- [WORK ORDER]:
The required output is a verbatim transcription of the listing, pictures excluded.

- [DATA LISTING]:
○ ○ ○ ○ ○
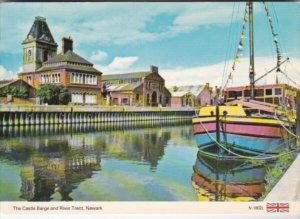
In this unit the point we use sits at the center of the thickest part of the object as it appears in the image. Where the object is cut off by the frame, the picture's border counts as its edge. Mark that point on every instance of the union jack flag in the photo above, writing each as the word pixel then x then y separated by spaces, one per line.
pixel 278 207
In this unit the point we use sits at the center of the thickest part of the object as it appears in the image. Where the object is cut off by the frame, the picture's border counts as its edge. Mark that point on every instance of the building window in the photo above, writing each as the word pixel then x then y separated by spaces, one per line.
pixel 29 79
pixel 278 91
pixel 115 101
pixel 234 94
pixel 77 98
pixel 269 92
pixel 45 56
pixel 50 78
pixel 91 98
pixel 167 100
pixel 259 92
pixel 80 78
pixel 125 101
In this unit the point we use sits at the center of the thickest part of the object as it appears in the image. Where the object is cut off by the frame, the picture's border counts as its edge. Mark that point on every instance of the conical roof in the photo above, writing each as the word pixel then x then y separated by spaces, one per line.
pixel 40 32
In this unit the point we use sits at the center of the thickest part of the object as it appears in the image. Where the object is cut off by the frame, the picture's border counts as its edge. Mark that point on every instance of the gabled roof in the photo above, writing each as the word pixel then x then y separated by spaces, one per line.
pixel 69 60
pixel 194 89
pixel 125 76
pixel 40 32
pixel 180 93
pixel 69 56
pixel 4 83
pixel 70 67
pixel 122 87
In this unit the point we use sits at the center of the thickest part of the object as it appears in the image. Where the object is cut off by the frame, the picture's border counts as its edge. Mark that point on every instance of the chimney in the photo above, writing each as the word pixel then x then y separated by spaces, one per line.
pixel 154 69
pixel 67 44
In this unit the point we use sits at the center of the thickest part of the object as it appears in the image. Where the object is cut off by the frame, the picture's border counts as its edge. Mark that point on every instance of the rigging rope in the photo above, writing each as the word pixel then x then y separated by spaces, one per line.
pixel 282 124
pixel 240 48
pixel 275 36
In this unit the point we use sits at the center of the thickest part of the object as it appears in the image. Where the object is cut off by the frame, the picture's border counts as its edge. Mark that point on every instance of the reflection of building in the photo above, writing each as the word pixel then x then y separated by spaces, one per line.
pixel 42 65
pixel 227 180
pixel 190 95
pixel 58 167
pixel 136 89
pixel 144 146
pixel 275 94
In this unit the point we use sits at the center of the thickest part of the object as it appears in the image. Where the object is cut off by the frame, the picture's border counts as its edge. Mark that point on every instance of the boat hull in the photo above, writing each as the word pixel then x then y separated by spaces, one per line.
pixel 249 135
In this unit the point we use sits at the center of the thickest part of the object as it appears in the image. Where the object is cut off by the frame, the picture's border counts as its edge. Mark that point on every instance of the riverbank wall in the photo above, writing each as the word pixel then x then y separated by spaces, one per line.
pixel 12 115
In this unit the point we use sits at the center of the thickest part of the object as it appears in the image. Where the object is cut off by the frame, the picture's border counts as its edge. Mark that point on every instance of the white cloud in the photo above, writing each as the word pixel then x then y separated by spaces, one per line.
pixel 98 56
pixel 107 23
pixel 213 73
pixel 6 74
pixel 122 63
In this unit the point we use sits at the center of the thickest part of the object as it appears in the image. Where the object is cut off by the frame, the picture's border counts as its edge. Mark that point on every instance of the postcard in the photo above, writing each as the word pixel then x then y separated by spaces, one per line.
pixel 149 109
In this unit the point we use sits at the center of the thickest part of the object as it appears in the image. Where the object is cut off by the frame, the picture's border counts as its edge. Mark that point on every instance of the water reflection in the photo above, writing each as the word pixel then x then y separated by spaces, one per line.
pixel 56 160
pixel 227 180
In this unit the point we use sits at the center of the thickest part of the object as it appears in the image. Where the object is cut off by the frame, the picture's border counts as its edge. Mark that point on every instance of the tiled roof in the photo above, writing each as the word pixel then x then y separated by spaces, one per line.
pixel 69 56
pixel 69 60
pixel 179 93
pixel 125 76
pixel 4 83
pixel 70 67
pixel 122 87
pixel 194 89
pixel 40 32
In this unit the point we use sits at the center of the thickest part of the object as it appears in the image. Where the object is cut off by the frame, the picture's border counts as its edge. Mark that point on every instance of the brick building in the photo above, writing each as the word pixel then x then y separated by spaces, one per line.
pixel 136 89
pixel 192 95
pixel 16 91
pixel 42 64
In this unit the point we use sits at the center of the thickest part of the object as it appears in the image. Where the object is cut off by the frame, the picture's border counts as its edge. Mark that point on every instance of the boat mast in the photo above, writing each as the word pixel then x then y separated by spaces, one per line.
pixel 251 43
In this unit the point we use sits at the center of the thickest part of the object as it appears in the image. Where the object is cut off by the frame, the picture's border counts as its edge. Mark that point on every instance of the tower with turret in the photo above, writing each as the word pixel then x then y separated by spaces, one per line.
pixel 38 46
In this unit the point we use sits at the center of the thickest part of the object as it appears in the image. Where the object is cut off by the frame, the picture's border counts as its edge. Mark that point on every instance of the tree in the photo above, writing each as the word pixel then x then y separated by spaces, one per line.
pixel 53 94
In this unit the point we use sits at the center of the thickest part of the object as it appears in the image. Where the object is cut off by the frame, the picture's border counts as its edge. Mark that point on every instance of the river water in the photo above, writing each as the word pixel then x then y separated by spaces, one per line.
pixel 118 162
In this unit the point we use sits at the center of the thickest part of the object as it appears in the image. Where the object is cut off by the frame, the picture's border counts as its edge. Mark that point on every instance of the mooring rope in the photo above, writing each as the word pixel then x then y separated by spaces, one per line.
pixel 243 156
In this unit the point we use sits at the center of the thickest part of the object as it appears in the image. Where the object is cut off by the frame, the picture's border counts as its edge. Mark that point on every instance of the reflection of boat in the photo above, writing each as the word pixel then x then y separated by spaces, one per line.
pixel 223 180
pixel 248 126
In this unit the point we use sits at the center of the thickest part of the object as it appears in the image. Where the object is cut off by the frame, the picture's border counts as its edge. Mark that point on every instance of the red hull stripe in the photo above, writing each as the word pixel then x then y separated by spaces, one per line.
pixel 242 129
○ ○ ○ ○ ○
- [RESULT OF THE EXERCISE]:
In this unit the point we use sits at the center of the thickest part of the object as it appears in the image. Where the object is cut off by the frame, the picture's border counts as its edge. Mark that point on every instance of the union jack flag in the photo above, writing each as the word pixel then x then y separated by spaces, one per line.
pixel 278 207
In this unit the point we use sits at the center of the thickest part of the object as it appears in the image. Where the object is cut off by the frame, the picture's border counts as its edge. Mark that point on every instance of the building window in the photo above, writing each as the word pixel then x then y separated by spaces, one per line.
pixel 29 79
pixel 278 91
pixel 115 101
pixel 234 94
pixel 77 98
pixel 269 92
pixel 45 56
pixel 50 78
pixel 91 98
pixel 167 100
pixel 259 92
pixel 80 78
pixel 125 101
In this unit the point we use sits at the center of the thickest part of the object as it appears in the image. Where the object is cut off by the frame, the picture's border counts as its edge. Mark that point on every instance of the conical roof in the photo above, writing each as the word pixel then x then y separated by spaces, one per line.
pixel 40 32
In this unit the point we use sits at the center of the thickest part of the object as it appears in the image. Where the object is cut off by the frame, the picture's border counts as its edge. Mark that point on every instance of the gabled roof in the photo above, writing each as the word pixel then x then y separated by spaces, one per line.
pixel 69 60
pixel 194 89
pixel 125 76
pixel 40 32
pixel 180 93
pixel 69 56
pixel 4 83
pixel 70 67
pixel 122 87
In this unit the point we use sits at the center of the thickest part of the object as it appears in the image. Where the object is cut off by the frame, the picture's border counts as its edge. Mark that point on every instance of the chimney in the photo above, writing each as the word pixel then x then y separated by spaces, one per line.
pixel 154 69
pixel 67 44
In this unit the point we use sits at the center of the thickest part of the object as it appears in the image. Where the object is cut off by the frame, the picture's border counts as its edge. Mark that point on every instance of the rigging rope in the photo above, writing each as the word pixel then x then y separated by spaces, one per line.
pixel 282 124
pixel 240 48
pixel 275 36
In this unit the point we use sits at the center of the thickest part of the object as it appears in the image. Where the object is cut off by the frame, the picture's border counts as its edge. Mark that point on every instance of the reflection of building in the photo above, writing each as the word pixel then x then y separated by spaces, one per line.
pixel 42 65
pixel 227 180
pixel 190 95
pixel 58 167
pixel 136 89
pixel 144 146
pixel 275 94
In this unit the point we use sits at the center of the thickest part of the object as it appears in the image. Where the object is cut off by the frame, the picture's border counts as its edge. Mark that point on every instance of the boat hull in the photo above, writing each as the word pixel then x then y separated by spaces, one per line.
pixel 249 135
In this unit the point we use sits at the center of the thickest part of the object as it appears in the image. Where the object is cut off by the frame, the picture's border counts as its edge. Mark that point on every instance of the riverbank wall in the photo above, writing each as the word pixel then x then y separated by spaces, one per line.
pixel 12 115
In this unit the point we use sits at the center of the thickest part of the object as it appears in the image. Where the object is cut off by the frame, the picture's border counts as its edge. Mark that point on every instance of the white cloud in the photo above, writing each as the word pixel then x then y separated by spaces, one per line.
pixel 98 56
pixel 107 23
pixel 213 73
pixel 6 74
pixel 122 63
In this unit the point we use sits at the center of the thickest part of the object as it appears in the image. Where the object is cut off by the frame, the picture's border counts as its edge. Mark that point on every instance of the postcard in the photo above, writing each as the word pixel then x then y separated by spaces, one per line.
pixel 149 109
In this unit the point we use sits at the center of the thickest part of the object as it appears in the image. Where the object is cut off by the frame, the picture's border counts as its edge. Mark that point on every instance of the water reflection in the photo above, writing each as the word pixel then x then y separated by spaces, one per line.
pixel 56 160
pixel 227 180
In this unit the point we use sits at the center of the thickest part of the object as it appears in the image. Where the object is cut off by the frame, the picture's border counts as its edge. Mark that point on every instance of the tiled roof in the photo above, writing each as the word pixel then x then y separated by spaces, one per line.
pixel 69 56
pixel 69 60
pixel 179 93
pixel 125 76
pixel 4 83
pixel 70 67
pixel 122 87
pixel 194 89
pixel 40 32
In this unit the point we use sits at the center of the thickest part of the object as it appears in the image. Where the object is cut off by the frame, the picture's border counts as its edge. Mark that point on every instance of the brick building in the photo above, writing each as the word pixel then x then y separated by spaces, one per line.
pixel 136 89
pixel 192 95
pixel 16 91
pixel 42 64
In this unit the point we use sits at the center of the thickest part of the object as it appears in the image. Where the object is cut off by the frame, the picture's border counts as its edge. Mark that point on every instance of the boat mast in the photo above, writing each as the word pixel then x then y separated by spaces, one per line.
pixel 251 43
In this unit the point we use sits at the center of the thickest part of the object as it appears in the image. Where the object is cut off by the frame, the picture's border counts as its edge. Mark that point on every instance of the tower with turret in the photo above, writing each as the word pixel then x then y separated by spaces, one per line.
pixel 38 46
In this unit the point we use sits at the center of the thickest part of the object as it appears in the image. Where the object is cut off by the frame, the picture's border counts as its edge. Mark that point on every instance of the tree in the photo above, writing each as the word pixel then x then y separated by spaces, one per line.
pixel 53 94
In this unit the point we use sits at the center of the thickest part of the object as it appears in the image. Where the object is cut off by the frame, the picture's border counts as its edge. Mark that point on every instance of the river water in the photo above, writing each as the word pixel then x then y separated by spaces, one per line.
pixel 118 162
In this unit the point we use sits at the center of the thickest part of the object as it appears in the image. Where the object is cut off by the frame, the picture's border counts as its edge. Mark that point on every instance of the mooring rope in the photo above, writing each as the word pixel then x then y separated by spaces, one per line.
pixel 243 156
In this unit the point we use sits at the center of the thickest part of the object as it appears in the image. Where the object is cut off by the frame, the picture's border counts as its edge. Mark that point on every instance of the reflection of boat in the photo above, writing each as the word pixel then x then y separated by spaces, one per line.
pixel 223 180
pixel 248 126
In this unit the point we use sits at the center of the thickest part of the object as it appears in the image. Where the object is cut off by the frame, the picture's border counts as its edge. Mark that point on every instance of the red hull stripe in the photo above, writing each as the word pixel then x then y separated by spaces, one per line.
pixel 242 129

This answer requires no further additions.